-- start --

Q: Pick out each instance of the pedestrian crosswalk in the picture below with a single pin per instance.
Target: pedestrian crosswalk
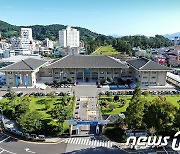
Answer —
(89, 142)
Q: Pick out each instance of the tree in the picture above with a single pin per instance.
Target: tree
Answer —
(135, 111)
(137, 92)
(69, 80)
(159, 114)
(146, 93)
(60, 113)
(30, 122)
(116, 98)
(134, 114)
(177, 120)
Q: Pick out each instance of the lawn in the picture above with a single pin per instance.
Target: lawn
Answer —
(43, 105)
(105, 50)
(117, 110)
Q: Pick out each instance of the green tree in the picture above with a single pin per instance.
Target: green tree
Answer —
(30, 122)
(60, 113)
(134, 114)
(159, 114)
(135, 111)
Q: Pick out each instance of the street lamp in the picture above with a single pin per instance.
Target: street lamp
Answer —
(2, 118)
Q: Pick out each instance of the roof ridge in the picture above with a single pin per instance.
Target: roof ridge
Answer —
(27, 64)
(149, 60)
(58, 60)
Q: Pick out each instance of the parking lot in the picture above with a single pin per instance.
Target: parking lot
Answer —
(9, 145)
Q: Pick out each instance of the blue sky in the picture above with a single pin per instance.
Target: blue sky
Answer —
(121, 17)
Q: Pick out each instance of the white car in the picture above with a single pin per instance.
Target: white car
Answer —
(69, 93)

-- end --

• _Written problem_
Substitute "single point" for "single pin" throughout all of the rows above and reproduce them with nothing else altered. Omit the pictures from your output.

• _Full answer_
Q: Pick out each instance of the pedestrian crosswalk in the picture below with a single point per instance.
Target: pedestrian crosswalk
Answer —
(89, 142)
Q: Pick out each instance of the tree in the picture above with a single point per instance.
Target: tree
Answer —
(135, 111)
(137, 92)
(69, 80)
(159, 114)
(146, 93)
(60, 113)
(30, 122)
(116, 98)
(134, 114)
(177, 120)
Q: Pick out each instance of the lawn in the picture above with a single point per instance.
Target: lawn
Answer —
(43, 105)
(105, 50)
(117, 110)
Q: Pick out each instance of the green tree in the picture above with a single point per instance.
Target: green tree
Answer —
(30, 122)
(60, 113)
(134, 114)
(159, 114)
(135, 111)
Q: Pick out each instance of the street lamp in the picture above with a single point per instance.
Target: street lamp
Answer —
(2, 118)
Q: Pick out each instance of the roof ridge in the picture above with a single point per instance.
Target: roof ridge
Answer —
(27, 64)
(149, 60)
(58, 60)
Q: Pick out each instance of the parking lot in the picture above with a single point per instance.
Target: parking lot
Answer —
(9, 145)
Q: Pick out each instance of the blue sky in the picture above with a single point per instance.
Target: blue sky
Answer —
(121, 17)
Q: Pick out each instance of the white car in the picture above with a single point per instance.
Target: white car
Answer —
(69, 93)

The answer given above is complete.